Extracted records:
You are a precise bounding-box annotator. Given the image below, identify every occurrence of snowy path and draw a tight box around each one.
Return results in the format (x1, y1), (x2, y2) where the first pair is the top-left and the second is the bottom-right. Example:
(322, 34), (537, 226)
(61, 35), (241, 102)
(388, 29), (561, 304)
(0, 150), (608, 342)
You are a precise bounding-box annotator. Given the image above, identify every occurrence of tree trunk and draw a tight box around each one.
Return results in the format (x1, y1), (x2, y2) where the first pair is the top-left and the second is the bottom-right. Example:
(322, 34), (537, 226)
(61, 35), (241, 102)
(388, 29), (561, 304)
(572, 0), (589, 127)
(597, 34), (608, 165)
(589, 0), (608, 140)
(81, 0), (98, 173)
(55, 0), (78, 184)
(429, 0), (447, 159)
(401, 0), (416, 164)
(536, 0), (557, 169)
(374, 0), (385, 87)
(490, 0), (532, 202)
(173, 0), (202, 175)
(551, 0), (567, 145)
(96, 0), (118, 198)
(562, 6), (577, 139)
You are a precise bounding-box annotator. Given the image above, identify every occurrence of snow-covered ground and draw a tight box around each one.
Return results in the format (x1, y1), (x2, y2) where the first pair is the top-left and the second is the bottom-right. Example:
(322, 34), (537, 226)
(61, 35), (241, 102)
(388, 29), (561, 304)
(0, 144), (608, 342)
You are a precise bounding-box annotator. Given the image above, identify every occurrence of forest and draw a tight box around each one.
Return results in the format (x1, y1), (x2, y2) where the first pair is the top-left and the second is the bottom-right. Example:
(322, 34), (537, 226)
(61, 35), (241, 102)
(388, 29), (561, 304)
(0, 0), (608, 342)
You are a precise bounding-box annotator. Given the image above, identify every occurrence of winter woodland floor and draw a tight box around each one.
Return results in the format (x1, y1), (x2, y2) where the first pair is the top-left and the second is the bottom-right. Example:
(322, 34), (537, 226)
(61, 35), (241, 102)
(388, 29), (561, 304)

Instruction: Render the lines of the items above, from the first line through the one holding "(0, 144), (608, 342)", inclusive, as a numbered list with blank lines omitted.

Solution for this exercise:
1. You are a precise bounding-box annotator. Given the image below, identify every occurrence of snowy path and draw a tight box around each one.
2. Return results in the format (x1, y1), (x2, y2) where the first pair is the top-left and the second is the bottom-right. Example:
3. (322, 34), (537, 226)
4. (61, 35), (241, 102)
5. (388, 29), (561, 304)
6. (0, 150), (608, 342)
7. You are a precise bounding-box annotator. Given the image above, identify every occurrence of tree trunk and draw a tight box around each one.
8. Return results in the format (x1, y1), (x2, y2) where the first pair is the top-left and the second is the bottom-right. Example:
9. (322, 34), (537, 226)
10. (61, 35), (241, 102)
11. (388, 29), (561, 304)
12. (572, 0), (589, 127)
13. (597, 34), (608, 165)
14. (589, 0), (608, 140)
15. (81, 0), (98, 173)
16. (55, 0), (78, 184)
17. (429, 0), (447, 159)
18. (401, 0), (416, 164)
19. (536, 0), (557, 169)
20. (374, 0), (385, 87)
21. (490, 0), (532, 202)
22. (173, 0), (202, 175)
23. (551, 0), (567, 145)
24. (96, 0), (118, 198)
25. (562, 6), (577, 139)
26. You are a precise bounding-box annotator. Given the image above, identify every occurrence of snow-covered ground and draw a tight box around each one.
27. Return results in the format (x1, y1), (x2, y2) where the first pair is the top-left and the second is the bottom-right. Example:
28. (322, 34), (537, 226)
29. (61, 35), (241, 102)
30. (388, 29), (561, 304)
31. (0, 144), (608, 342)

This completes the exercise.